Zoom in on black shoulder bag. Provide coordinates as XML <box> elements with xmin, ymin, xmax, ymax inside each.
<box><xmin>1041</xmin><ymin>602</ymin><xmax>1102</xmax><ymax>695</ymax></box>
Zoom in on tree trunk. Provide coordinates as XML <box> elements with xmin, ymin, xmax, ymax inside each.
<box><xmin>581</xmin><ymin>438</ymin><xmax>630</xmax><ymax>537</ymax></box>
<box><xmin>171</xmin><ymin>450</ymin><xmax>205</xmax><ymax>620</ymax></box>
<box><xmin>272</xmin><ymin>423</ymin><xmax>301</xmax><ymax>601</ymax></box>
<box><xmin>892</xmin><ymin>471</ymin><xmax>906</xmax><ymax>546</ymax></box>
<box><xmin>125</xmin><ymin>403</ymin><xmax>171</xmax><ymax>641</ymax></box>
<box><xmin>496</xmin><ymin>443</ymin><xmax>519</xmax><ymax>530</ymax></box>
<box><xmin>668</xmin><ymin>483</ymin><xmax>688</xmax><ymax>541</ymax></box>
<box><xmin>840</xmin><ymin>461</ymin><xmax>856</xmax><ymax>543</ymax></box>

··········

◆ EXERCISE ◆
Write the whole of the material out again, exactly.

◆ RESULT FOR THIS TASK ◆
Zoom in on black shoulder bag. Provide coordinates as XML <box> elements with xmin, ymin, xmax, ymax inside each.
<box><xmin>1041</xmin><ymin>602</ymin><xmax>1102</xmax><ymax>695</ymax></box>
Zoom in on tree trunk. Provide coordinates as XML <box> elements with xmin, ymin, xmax, ymax inside each.
<box><xmin>581</xmin><ymin>438</ymin><xmax>630</xmax><ymax>537</ymax></box>
<box><xmin>171</xmin><ymin>450</ymin><xmax>205</xmax><ymax>620</ymax></box>
<box><xmin>272</xmin><ymin>423</ymin><xmax>301</xmax><ymax>601</ymax></box>
<box><xmin>892</xmin><ymin>471</ymin><xmax>906</xmax><ymax>546</ymax></box>
<box><xmin>125</xmin><ymin>403</ymin><xmax>171</xmax><ymax>641</ymax></box>
<box><xmin>496</xmin><ymin>443</ymin><xmax>519</xmax><ymax>530</ymax></box>
<box><xmin>668</xmin><ymin>483</ymin><xmax>688</xmax><ymax>541</ymax></box>
<box><xmin>840</xmin><ymin>461</ymin><xmax>856</xmax><ymax>543</ymax></box>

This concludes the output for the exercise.